## [What you have to do]
Please reproduce every item below word for word, leaving out the pictures.

□ □ □

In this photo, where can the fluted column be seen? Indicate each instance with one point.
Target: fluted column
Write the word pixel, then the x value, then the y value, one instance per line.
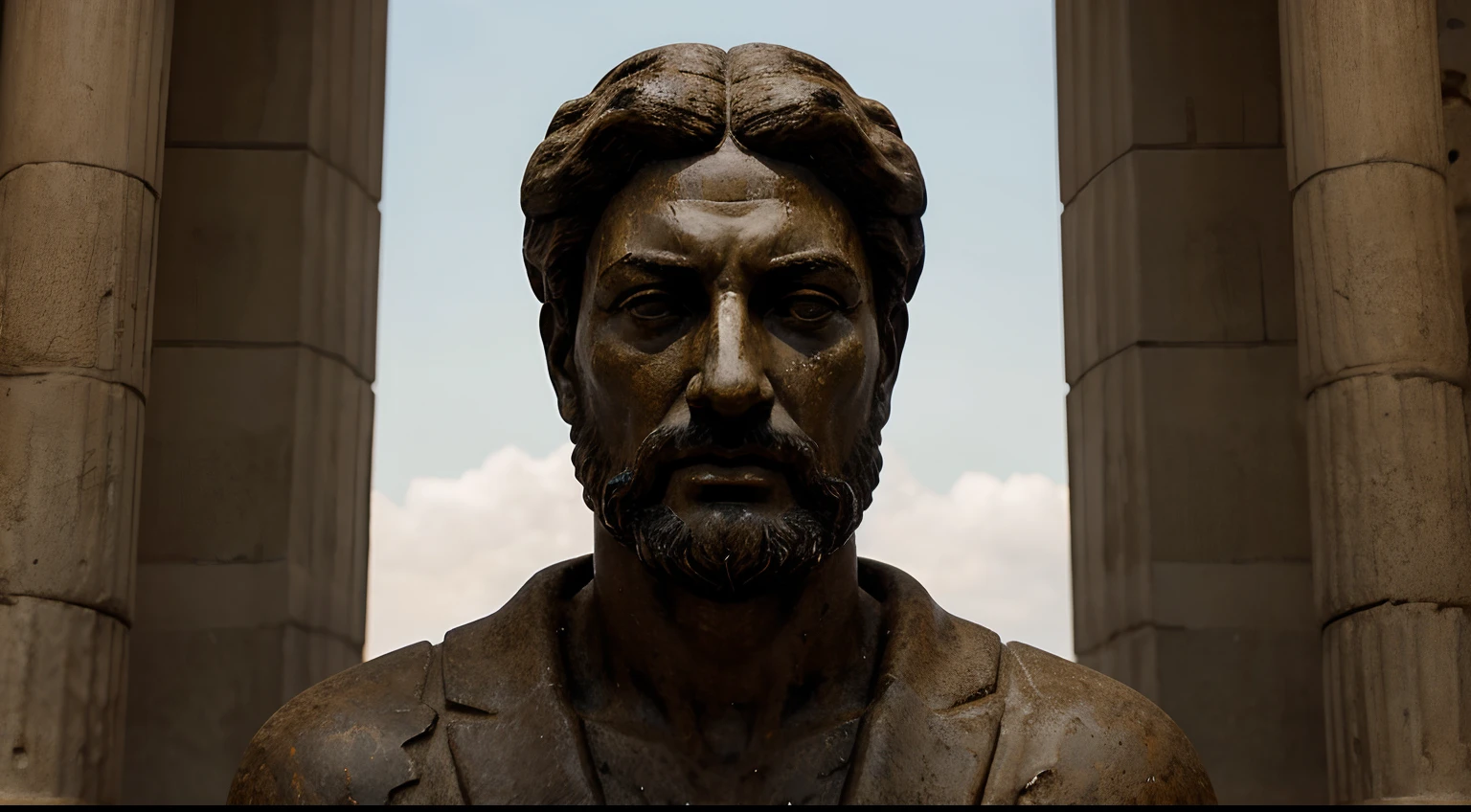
pixel 1383 367
pixel 82 95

□ □ □

## [Written response]
In this photo, where can the fluted column be seen? Indicate each instance with one point.
Target: fluted column
Write the word pixel, then the x value, then the y value, one instance per line.
pixel 1383 367
pixel 82 95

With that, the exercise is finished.